**EXTRACTED TEXT**.
# Loft Flying (Strong on the Wing)



## JaxRacingLofts (Apr 11, 2010)

I have a bit of a situation with my ybs being strong on the wing.

(Kind of a long read but only way I know to describe the situation)

I did not feed my team their usual 2 cups of feed last Friday, I cut it in half to one cup of feed. 

Saturday, I removed their drinker in the morning and gave them a bath (permithrin dip w/ dish washing liquid) and let them sun on the landing board all day. 

Around 5:30 pm Saturday evening, I opened the loft to let them decide if they wanted to fly or just walk around the yard, half of my ybs took off one right after the other to the air. It was a cool sight watching them zig zag and cut through the trees. 

Around 8:30 pm I blew the feed whistle and like a hungry kids chasing an ice cream truck they came landing and trapping back in. 
I did not do a full head count but I seemed to be close to 10 birds shy. 

Monday, I did not do any tricks I just opened the loft door in the morning and let the birds choose to fly or not. Only 12 stayed behind and the rest spent some time on the wing. 

Monday, evening I started the feed call around 6pm and this time they just did "fly overs" the house and loft...they finally came down around 9 pm. That was aggravating cause I now have a Owl that lurks around the trees in my neighbors yard. 

Yesterday, I had 5 more return after work..3 trapped in to the feed call and the other knuckleheads I had to catch with a net. Today, I thought I had them all and I saw 3 more shooting in and out through the trees and doing fly overs...I just continued blowing the whistle feed call (I know it had to drive my neighbors crazy) finally,I ending up having to net catch all 3. 

Hopefully, this will be a simple question...the birds I had to net catch where easily 48 hrs without food or water and where still "playing" in the air. 

With all this said.. Where did I go wrong here? I always talk to them (helps keep them calm) and (I treat them with hand feed raw spanish peanuts) I always use the feed whistle when I feed them ..if you blow the whistle those birds will climb over each other with their their faces pressed to the side of the loft aviary..They know it means chow time. 

So how should I train these stubborn Yb's that won't trap? They obviously have decided they have no problem sleeping in the trees. I should add I caught them by whistling and they flew over to me one at a time. I almost caught a yb in mid air hovering over my head..they are tame sweet birds just more brawn then brains. Any suggestions that you know to correct these behaviors?


----------



## blongboy (Nov 10, 2009)

nice story ..wow your birds listen you your feeding calls ..lol mine just look at me ..even when i dont feed them at all the whole day


----------



## JaxRacingLofts (Apr 11, 2010)

blongboy said:


> nice story ..wow your birds listen you your feeding calls ..lol mine just look at me ..even when i dont feed them at all the whole day


lol I was standing at my back door and one was on top of the aviary and I just whistle and the bird flew straight to me like it was going to land on my head. That was kinda cool...pigeon flying straight to my face in 3-D

oh I followed John Glemsers advice and whistle whenever they get fresh water or fresh grit or food...they know the whistle means something for them..it really works intill you get birds that don't want eat or drink and just want to fly


----------



## bloodlines_365 (Jan 15, 2008)

i haved those type of birds this year slow learner, just like humans! its needs more repeatation.... but they will learned the tricks soon!


----------



## hillfamilyloft (Jun 22, 2005)

**DATA EXCERPT**.
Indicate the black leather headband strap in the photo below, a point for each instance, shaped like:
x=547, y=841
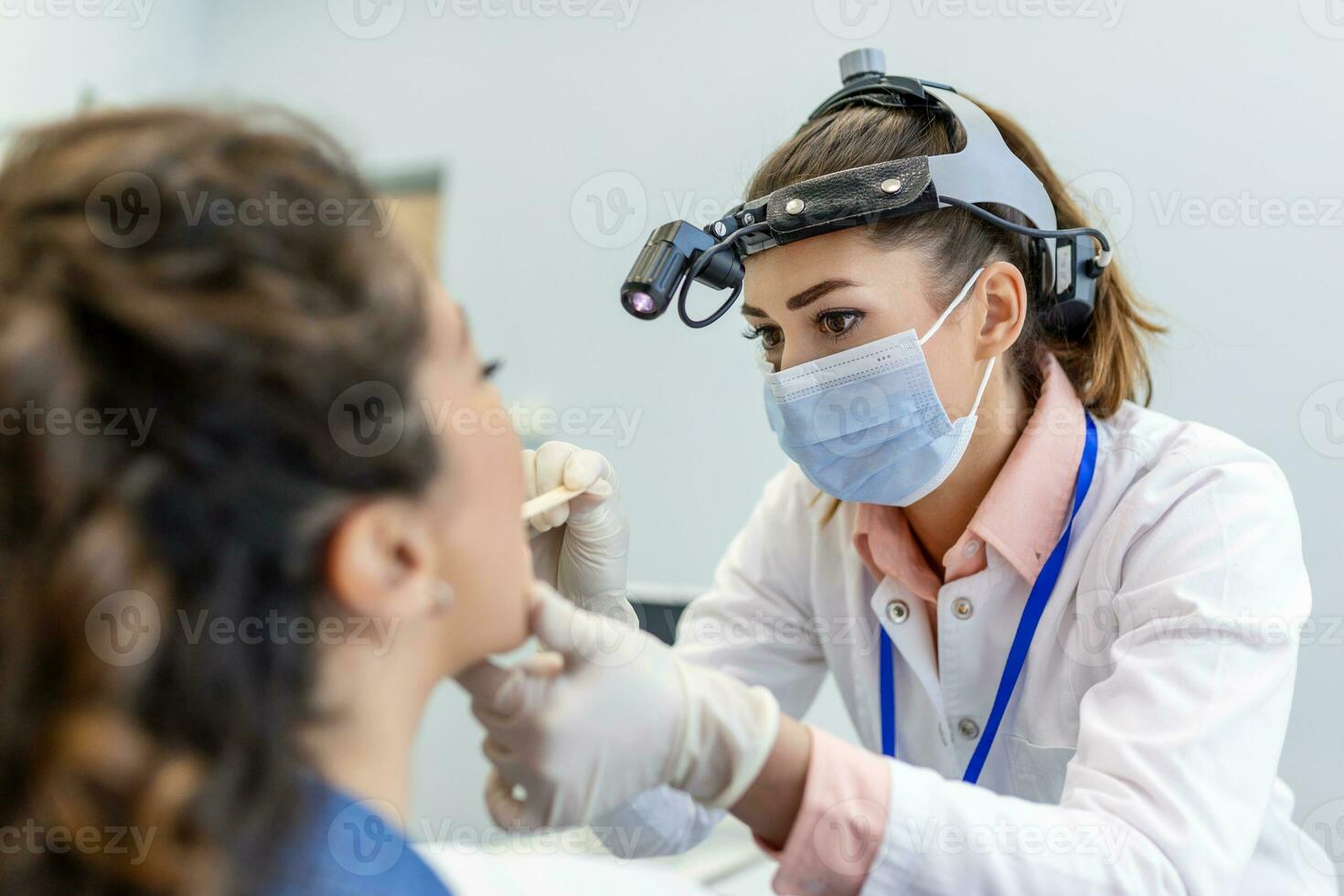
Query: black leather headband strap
x=851, y=197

**SHORT PROBLEM 1**. In the loft flying thread, how much feed did the team get last Friday in place of the usual two cups?
**SHORT PROBLEM 2**. Pick up the loft flying thread at its last line and carry it on.
The material can be left aside.

**EXERCISE RESULT 1**. One cup.

**EXERCISE RESULT 2**.
The only thing I would add is until they get flying together and circling well, I would fly them later in the evening hungry. Get them flying well and trapping well in the evening and then move them to twice a day. The old timers in the club say the stronger your young birds are on the wing the more you need to fly on hot days in the evening to get them used to making a few laps and then trapping well. Another trick I use is to only feed the first trappers. After a few times with the late trappers missing a meal they will become your fast trappers. If you don't feed your late trappers they will stop existing. Let them know who is in charge. Feeding a bird that sat your roof for two hours looking at you is giving in to him. Call them in leave the feed for 10 minutes and then pull it. All the late comers get is water. They will figure it out, and your neighbors will like you better. 
P.S did you get any young birds off the two hens from the auction?


----------



## Matt Bell (May 5, 2010)

I would also add that you need to get them out earlier in life, how old are these birds?


----------



## First To Hatch (Jul 19, 2009)

I had some older young birds I needed to settle, what I did was I had them out in an all-wire cage everyday for an hour or two in front of the loft, that gives them a 360 degree view. Then the first time I let them out it was on a RAINY MORNING that way they can't fly and just walk around....make sure its actually raining not just sprinkles and not windy either....it worked for me and I was surprised.


----------



## JaxRacingLofts (Apr 11, 2010)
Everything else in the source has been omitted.